▸ **Provided data**:
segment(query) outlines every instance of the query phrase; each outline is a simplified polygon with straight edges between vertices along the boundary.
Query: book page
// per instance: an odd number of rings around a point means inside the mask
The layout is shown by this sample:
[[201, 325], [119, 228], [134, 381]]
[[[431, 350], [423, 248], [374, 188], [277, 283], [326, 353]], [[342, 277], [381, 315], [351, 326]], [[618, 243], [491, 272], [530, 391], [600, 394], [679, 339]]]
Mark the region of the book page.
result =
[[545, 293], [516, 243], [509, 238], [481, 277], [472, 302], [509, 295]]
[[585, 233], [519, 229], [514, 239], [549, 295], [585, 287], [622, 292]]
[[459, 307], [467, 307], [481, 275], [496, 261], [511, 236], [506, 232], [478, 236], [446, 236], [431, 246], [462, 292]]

▸ **Exercise objective**:
Can you change "book page" to "open notebook" throughout the lines above and leave everything else as it is?

▸ **Answer to this exercise**:
segment(query) outlines every instance of the query phrase; each outline is a simplified polygon with straight edges between vertices along the boundary.
Query: open notebook
// per instance: an odd number of rings around a point means inside the mask
The layout is shown by this sample:
[[201, 325], [119, 228], [134, 381]]
[[[431, 350], [423, 248], [374, 188], [277, 283], [326, 353]], [[342, 277], [381, 315], [351, 326]], [[618, 243], [491, 272], [530, 391], [600, 394], [679, 339]]]
Mark the region of the open notebook.
result =
[[545, 293], [516, 243], [509, 238], [481, 277], [472, 302], [509, 295]]
[[585, 233], [519, 229], [514, 239], [549, 295], [585, 287], [622, 292]]
[[459, 307], [467, 307], [481, 275], [496, 261], [511, 236], [506, 232], [478, 236], [446, 236], [431, 246], [462, 292]]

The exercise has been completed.